* Aangeleverde tekst
• • • • • • •
Hoe vindt DNA-methylering plaats?

A
  1. O.i.v. DNMT wordt cytosine (naast een G (CpG eiland) gemethyleerd.
  2. Hierbij ontstaat 5-methylcytosine.
  3. Het DNA wordt hierdoor minder toegankelijk.
27
Q

Wat doet methylering m.b.t. tumorsupressorgenen?

A

CpG eiland komt veel voor in de promotor regio van tumorsupressorgenen.
Bij hypermethylering wordt de transcriptie van tumorsupressorgenen te veel onderdrukt.

28
Q

Welke 2 vormen van methylering zijn er?

A
  1. De novo methylering
  2. Maintenance methylering
29
Q

Hoe vindt histonmodificatie plaats?

A

Doordat de histonen met daar omheen DNA (chromatine) open gaan door acetyline (verder van elkaar af gaan liggen), kan DNA makkelijker worden afgeschreven.
• • • • • • •
Gegevens voor het aanwijzen van punten in afbeeldingen
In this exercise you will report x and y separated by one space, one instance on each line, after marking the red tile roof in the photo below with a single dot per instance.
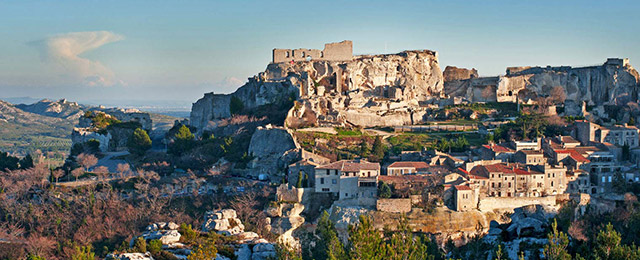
573 154
462 187
351 166
498 148
417 165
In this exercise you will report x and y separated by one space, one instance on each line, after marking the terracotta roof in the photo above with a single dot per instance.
498 148
417 165
573 154
405 178
530 151
462 187
351 166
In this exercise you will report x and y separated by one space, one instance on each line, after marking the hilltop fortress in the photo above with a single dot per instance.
333 87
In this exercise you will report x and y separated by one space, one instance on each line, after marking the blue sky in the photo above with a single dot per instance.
178 50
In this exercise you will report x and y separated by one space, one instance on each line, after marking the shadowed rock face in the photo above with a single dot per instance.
362 91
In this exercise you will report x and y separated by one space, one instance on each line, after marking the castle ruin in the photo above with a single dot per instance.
337 51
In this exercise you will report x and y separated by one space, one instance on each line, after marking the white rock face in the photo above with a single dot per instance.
376 90
167 233
615 83
223 222
130 256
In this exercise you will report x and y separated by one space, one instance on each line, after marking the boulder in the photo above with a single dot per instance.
• • • • • • •
* Opdrachten
(1) Herhaal uit de tekst over methylering woord voor woord alles vanaf "2. Hierbij ontstaat" tot en met "regio van tumorsupressorgenen.".
(2) Kloppen deze uitspraken volgens de tekst over methylering? Geef bij elke uitspraak ja of nee, met de woorden uit de tekst die het beslissen, precies overgenomen.
(a) Bij DNA-methylering ontstaat 5-methylcytosine.
(b) Door methylering wordt het DNA beter toegankelijk.
(c) CpG-eilanden komen weinig voor in de promotorregio van tumorsupressorgenen.

* Antwoorden
(1)
2. Hierbij ontstaat 5-methylcytosine.
  3. Het DNA wordt hierdoor minder toegankelijk.
27
Q

Wat doet methylering m.b.t. tumorsupressorgenen?

A

CpG eiland komt veel voor in de promotor regio van tumorsupressorgenen.

(2)
(a) Ja: "Hierbij ontstaat 5-methylcytosine."
(b) Nee: "Het DNA wordt hierdoor minder toegankelijk."
(c) Nee: "CpG eiland komt veel voor in de promotor regio van tumorsupressorgenen."